Annotated coordinate records:
┄┄┄┄┄┄┄┄┄┄┄┄┄┄┄┄┄┄┄┄

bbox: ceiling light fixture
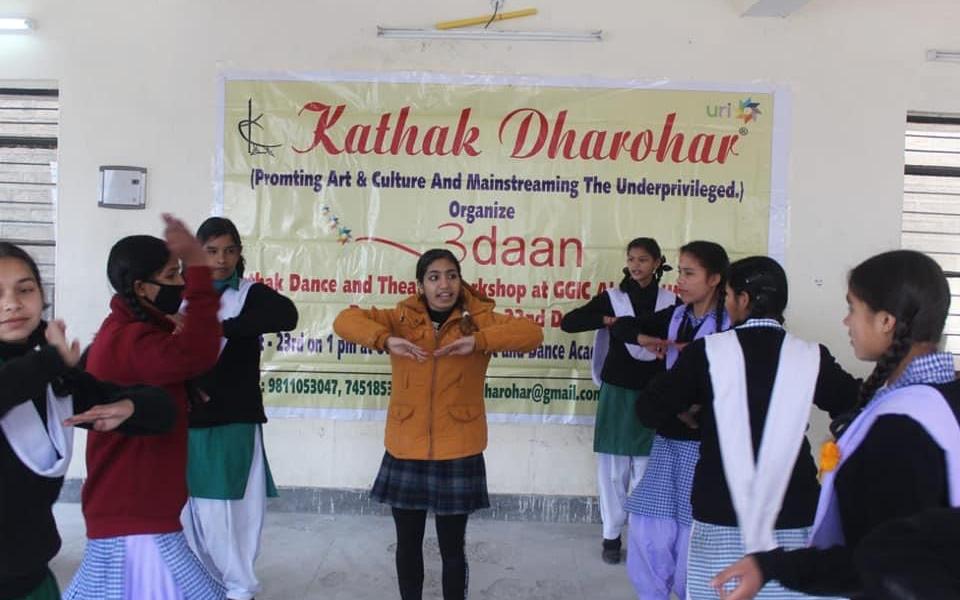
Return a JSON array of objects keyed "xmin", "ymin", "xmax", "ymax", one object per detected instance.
[
  {"xmin": 0, "ymin": 17, "xmax": 33, "ymax": 31},
  {"xmin": 927, "ymin": 50, "xmax": 960, "ymax": 62},
  {"xmin": 377, "ymin": 25, "xmax": 603, "ymax": 42}
]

┄┄┄┄┄┄┄┄┄┄┄┄┄┄┄┄┄┄┄┄

Aim:
Arrange every line of the records above as a Markdown table with the columns Row and Line, skipping blank lines. Leave the pictures out of the answer.

Reply to the task:
| Row | Line |
|---|---|
| 1 | bbox: ceiling light fixture |
| 2 | Return a JSON array of objects keyed "xmin", "ymin", "xmax", "ymax", one object per detected instance. |
| 3 | [ |
| 4 |   {"xmin": 0, "ymin": 17, "xmax": 33, "ymax": 31}, |
| 5 |   {"xmin": 927, "ymin": 50, "xmax": 960, "ymax": 62}, |
| 6 |   {"xmin": 377, "ymin": 25, "xmax": 603, "ymax": 42} |
| 7 | ] |